(Your goal)
Every record must be transcribed in its entirety, apart from the images, which are to be omitted.

--- Data for this exercise Enclosed Below ---

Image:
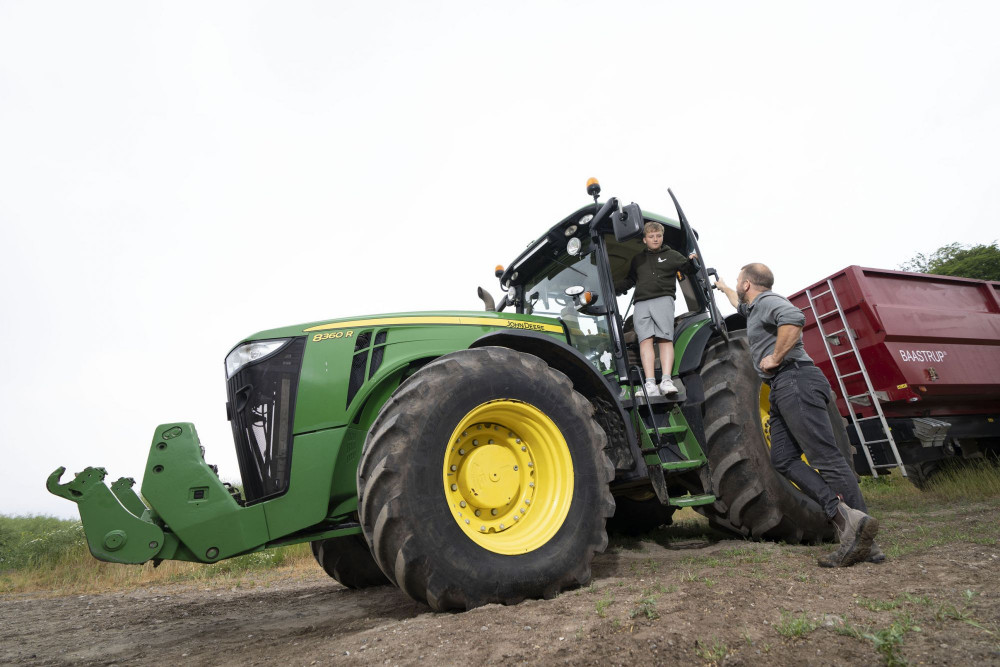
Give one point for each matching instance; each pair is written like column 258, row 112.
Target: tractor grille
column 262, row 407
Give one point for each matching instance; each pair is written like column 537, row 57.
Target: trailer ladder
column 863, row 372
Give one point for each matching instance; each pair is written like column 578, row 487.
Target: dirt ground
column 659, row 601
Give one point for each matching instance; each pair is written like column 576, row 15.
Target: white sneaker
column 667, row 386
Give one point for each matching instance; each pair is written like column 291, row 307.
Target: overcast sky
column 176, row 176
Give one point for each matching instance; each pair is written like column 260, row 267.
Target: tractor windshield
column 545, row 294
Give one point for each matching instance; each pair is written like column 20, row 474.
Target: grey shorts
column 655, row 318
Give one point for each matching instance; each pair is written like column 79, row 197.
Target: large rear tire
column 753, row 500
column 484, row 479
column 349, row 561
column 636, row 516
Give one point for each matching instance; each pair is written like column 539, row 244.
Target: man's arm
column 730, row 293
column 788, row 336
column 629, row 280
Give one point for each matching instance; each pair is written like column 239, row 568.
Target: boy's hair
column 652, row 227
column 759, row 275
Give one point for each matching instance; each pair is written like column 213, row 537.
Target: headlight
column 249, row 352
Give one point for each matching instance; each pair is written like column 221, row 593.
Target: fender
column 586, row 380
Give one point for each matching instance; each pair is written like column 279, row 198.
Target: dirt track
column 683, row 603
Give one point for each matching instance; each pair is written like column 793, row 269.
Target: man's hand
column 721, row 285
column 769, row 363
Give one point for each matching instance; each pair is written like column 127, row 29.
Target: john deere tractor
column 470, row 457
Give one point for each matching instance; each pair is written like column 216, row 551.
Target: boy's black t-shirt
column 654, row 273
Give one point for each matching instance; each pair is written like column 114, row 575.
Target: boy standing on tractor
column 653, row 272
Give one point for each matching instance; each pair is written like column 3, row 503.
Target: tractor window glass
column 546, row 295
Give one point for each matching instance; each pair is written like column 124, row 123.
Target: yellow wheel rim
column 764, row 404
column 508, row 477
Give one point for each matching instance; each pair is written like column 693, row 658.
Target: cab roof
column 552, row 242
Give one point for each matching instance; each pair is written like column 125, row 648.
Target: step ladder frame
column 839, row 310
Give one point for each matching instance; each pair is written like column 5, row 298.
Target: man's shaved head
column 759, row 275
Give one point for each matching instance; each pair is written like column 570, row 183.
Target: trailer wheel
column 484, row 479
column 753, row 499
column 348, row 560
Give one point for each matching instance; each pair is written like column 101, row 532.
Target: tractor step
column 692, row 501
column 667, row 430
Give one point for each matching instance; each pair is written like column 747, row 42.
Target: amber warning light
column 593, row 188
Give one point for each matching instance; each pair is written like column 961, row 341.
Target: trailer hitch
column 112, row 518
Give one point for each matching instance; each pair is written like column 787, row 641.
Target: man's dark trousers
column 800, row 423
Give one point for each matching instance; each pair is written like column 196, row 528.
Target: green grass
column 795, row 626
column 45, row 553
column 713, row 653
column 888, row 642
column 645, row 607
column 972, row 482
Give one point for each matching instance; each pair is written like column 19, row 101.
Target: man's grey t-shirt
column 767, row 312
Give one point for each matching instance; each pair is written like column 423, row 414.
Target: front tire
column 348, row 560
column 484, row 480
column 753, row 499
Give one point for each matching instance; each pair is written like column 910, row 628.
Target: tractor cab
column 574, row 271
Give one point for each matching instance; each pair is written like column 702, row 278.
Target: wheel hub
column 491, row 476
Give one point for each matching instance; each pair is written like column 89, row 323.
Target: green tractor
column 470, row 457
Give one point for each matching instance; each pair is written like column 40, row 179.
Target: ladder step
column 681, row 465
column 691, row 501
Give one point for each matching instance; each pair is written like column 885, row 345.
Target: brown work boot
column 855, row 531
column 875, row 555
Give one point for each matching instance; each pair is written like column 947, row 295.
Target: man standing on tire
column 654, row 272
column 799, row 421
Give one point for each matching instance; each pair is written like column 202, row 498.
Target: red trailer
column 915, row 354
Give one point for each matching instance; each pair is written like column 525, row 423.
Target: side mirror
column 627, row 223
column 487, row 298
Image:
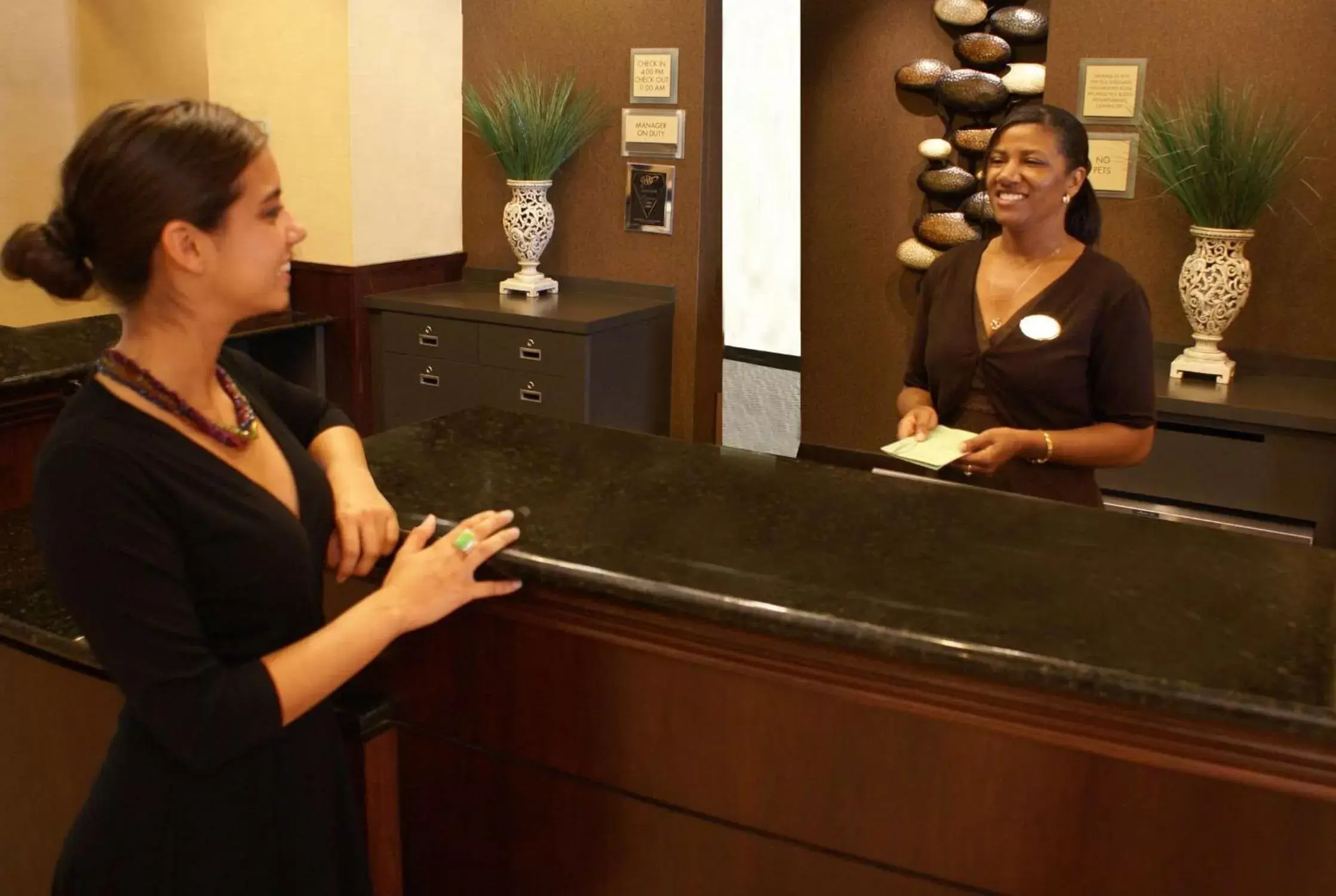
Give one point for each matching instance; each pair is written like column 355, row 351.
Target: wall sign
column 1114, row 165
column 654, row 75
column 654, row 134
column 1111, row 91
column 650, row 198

--- End of Enclosed Data for this exercise ---

(Written solution)
Image:
Give one point for each matching instance; each pair is written like column 258, row 112.
Target: tractor grille
column 262, row 407
Give one point for each matching instance; each pair is written like column 537, row 57.
Target: trailer ladder
column 863, row 372
Give one point for each matching instance; each pair is written like column 578, row 487.
Target: dirt ground
column 659, row 601
Give one point for each matching instance; each pair is written like column 576, row 15.
Target: white sneaker
column 667, row 386
Give one point for each matching instance; each pair is written like column 291, row 307.
Target: overcast sky
column 176, row 176
Give one point for each matching instance; each pair is written like column 260, row 267.
Target: tractor windshield
column 545, row 294
Give one point for each matching instance; each pair is written like column 20, row 474.
Target: grey shorts
column 655, row 318
Give one point for each matching instance; each pair is written like column 79, row 197.
Target: large rear tire
column 753, row 500
column 484, row 479
column 349, row 561
column 636, row 516
Give one point for each matching instance; each pair is written like column 539, row 244.
Target: man's arm
column 730, row 293
column 788, row 336
column 629, row 280
Give one point for each matching instance; each pair is written like column 239, row 568.
Target: boy's hair
column 652, row 227
column 759, row 275
Give one point for each matching instance; each pair is written like column 213, row 537.
Target: headlight
column 249, row 352
Give one point for each matching instance; each pair is written like column 221, row 593.
Target: fender
column 586, row 380
Give one point for each matching instance; each pair is written like column 279, row 198.
Target: dirt track
column 683, row 603
Give one point for each matching instance; each pair is written like column 793, row 269.
Target: man's hand
column 721, row 285
column 769, row 363
Give one point for each matching instance; each pair is written like column 127, row 29.
Target: john deere tractor
column 470, row 457
Give one point for each matching instance; each pair is written like column 216, row 551.
Target: boy's black t-shirt
column 654, row 273
Give one point for each matching instance; each pair is written like column 114, row 575.
Target: boy standing on tractor
column 653, row 272
Give one point for each matching instance; each pair is written like column 3, row 503.
Target: tractor window glass
column 546, row 295
Give one point for each matching instance; each pair is written like column 124, row 123.
Target: yellow wheel rim
column 764, row 404
column 508, row 477
Give one point for each matching instance; each pair is written like column 693, row 658.
Target: cab roof
column 552, row 242
Give one point for each matching instance; each pair is written like column 125, row 648.
Target: step ladder frame
column 839, row 310
Give one point for each matching instance; each pair is written like column 5, row 298.
Target: man's shaved head
column 759, row 275
Give one point for each matching instance; each pair is written like column 570, row 183.
Target: trailer wheel
column 484, row 479
column 753, row 499
column 348, row 560
Give one point for each matching instance; each pair is written like column 101, row 532.
Target: tractor step
column 692, row 501
column 667, row 430
Give one point for each matching instance; each pair is written like column 747, row 42.
Target: amber warning light
column 593, row 188
Give one point for each matching instance; each pair is written like column 961, row 341.
Target: trailer hitch
column 112, row 518
Give one point for each matching instance; each pair is written like column 787, row 641.
Target: man's dark trousers
column 800, row 423
Give one point for each matching instance; each pair is written like column 196, row 528.
Target: green grass
column 795, row 626
column 45, row 553
column 713, row 653
column 888, row 642
column 645, row 607
column 972, row 482
Give one point for each matching instance; each pair is written like column 19, row 101.
Target: man's grey t-shirt
column 767, row 312
Give one point for each matching instance; each pair is written like column 423, row 414.
Target: front tire
column 348, row 560
column 484, row 480
column 753, row 499
Give one point for each matching instance; each pair is written like column 910, row 628.
Target: tractor cab
column 574, row 271
Give one point for each matching instance; each pair is written like column 702, row 278.
Target: wheel hub
column 491, row 476
Give one point for each matching instance; each pair is written like column 89, row 323.
Target: green tractor
column 470, row 457
Give one point for each matching instance; each pair is written like column 40, row 179.
Target: ladder step
column 681, row 465
column 691, row 501
Give one point for each matching instance; each pair is written like column 885, row 345.
Target: brown work boot
column 855, row 531
column 875, row 555
Give one point for each matching instance; each pair is written like column 947, row 295.
Target: man standing on tire
column 654, row 272
column 799, row 421
Give one point for each matching instance; each pair is written like column 202, row 498.
Target: red trailer
column 915, row 354
Give one point for each matching instance; each pair is written like column 525, row 423.
Target: side mirror
column 627, row 223
column 487, row 298
Image:
Give one point for each matching instance; each pair is written like column 355, row 351.
Target: wall sign
column 1114, row 165
column 654, row 75
column 654, row 134
column 1111, row 91
column 650, row 198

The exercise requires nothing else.